Point annotation records
□ □ □ □ □

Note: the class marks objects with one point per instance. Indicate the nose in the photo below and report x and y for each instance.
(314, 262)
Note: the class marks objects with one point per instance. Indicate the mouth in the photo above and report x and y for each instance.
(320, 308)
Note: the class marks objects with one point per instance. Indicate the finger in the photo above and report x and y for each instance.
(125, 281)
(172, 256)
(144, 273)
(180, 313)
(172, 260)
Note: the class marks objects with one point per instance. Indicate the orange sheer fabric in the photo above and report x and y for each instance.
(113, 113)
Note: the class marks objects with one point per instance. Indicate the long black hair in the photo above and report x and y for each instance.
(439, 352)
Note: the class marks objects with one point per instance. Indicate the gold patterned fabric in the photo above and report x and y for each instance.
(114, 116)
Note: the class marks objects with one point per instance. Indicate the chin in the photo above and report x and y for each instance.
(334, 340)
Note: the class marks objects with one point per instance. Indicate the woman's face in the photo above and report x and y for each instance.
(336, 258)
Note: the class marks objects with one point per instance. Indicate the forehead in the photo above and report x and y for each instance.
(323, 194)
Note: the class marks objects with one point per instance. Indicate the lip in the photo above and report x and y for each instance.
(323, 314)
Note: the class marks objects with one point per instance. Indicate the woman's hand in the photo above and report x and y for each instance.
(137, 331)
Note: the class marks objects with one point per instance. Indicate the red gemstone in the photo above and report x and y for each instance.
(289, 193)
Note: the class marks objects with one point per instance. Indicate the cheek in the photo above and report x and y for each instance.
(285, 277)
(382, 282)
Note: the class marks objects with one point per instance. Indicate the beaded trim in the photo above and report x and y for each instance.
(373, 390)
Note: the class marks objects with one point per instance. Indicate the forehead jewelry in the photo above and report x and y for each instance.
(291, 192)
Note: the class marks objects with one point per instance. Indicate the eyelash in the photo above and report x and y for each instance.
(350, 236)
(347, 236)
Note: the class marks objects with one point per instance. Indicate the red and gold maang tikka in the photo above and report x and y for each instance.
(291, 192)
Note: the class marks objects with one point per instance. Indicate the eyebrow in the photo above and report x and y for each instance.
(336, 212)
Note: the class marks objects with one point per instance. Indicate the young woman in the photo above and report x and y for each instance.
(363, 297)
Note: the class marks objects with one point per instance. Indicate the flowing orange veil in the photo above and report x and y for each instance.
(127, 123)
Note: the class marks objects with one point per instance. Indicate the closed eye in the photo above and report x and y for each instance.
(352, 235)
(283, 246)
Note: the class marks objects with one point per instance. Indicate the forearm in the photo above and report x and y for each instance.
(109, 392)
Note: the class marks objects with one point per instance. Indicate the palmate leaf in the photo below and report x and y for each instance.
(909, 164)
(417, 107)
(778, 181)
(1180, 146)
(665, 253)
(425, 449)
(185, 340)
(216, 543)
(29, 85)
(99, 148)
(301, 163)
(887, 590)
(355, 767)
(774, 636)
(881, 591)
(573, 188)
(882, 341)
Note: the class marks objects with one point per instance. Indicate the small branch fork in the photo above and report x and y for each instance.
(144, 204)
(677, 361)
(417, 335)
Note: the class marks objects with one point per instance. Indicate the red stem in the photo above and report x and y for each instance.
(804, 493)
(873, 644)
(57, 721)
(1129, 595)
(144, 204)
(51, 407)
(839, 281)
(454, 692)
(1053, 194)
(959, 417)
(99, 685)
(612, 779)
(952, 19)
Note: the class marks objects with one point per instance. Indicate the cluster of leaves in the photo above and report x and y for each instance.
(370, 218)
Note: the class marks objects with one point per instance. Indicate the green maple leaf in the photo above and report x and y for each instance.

□ □ □ □ □

Only the lines from the one containing "Indicate the small" through the end of the material should be reproduced, exactly, with both ends included.

• THE ANSWER:
Note: the class marks objects with one point per instance. Indicate the small branch fork in the photo above and report x and y for each instance.
(144, 204)
(677, 361)
(417, 335)
Note: the class marks objects with one point per instance. Indicate the red stem in the photo above and report x and y for each instance.
(804, 493)
(873, 644)
(57, 721)
(1129, 595)
(144, 204)
(51, 407)
(839, 281)
(454, 692)
(1053, 194)
(959, 417)
(99, 685)
(612, 779)
(952, 19)
Note: the class marks objects with one point per instance. Indicate the cluster of leaves in the photo above and report x and y for each instance.
(370, 218)
Note: the class marks objects with one point per instance. Indicate the green maple leaf in the photo above and report x and y for each instance.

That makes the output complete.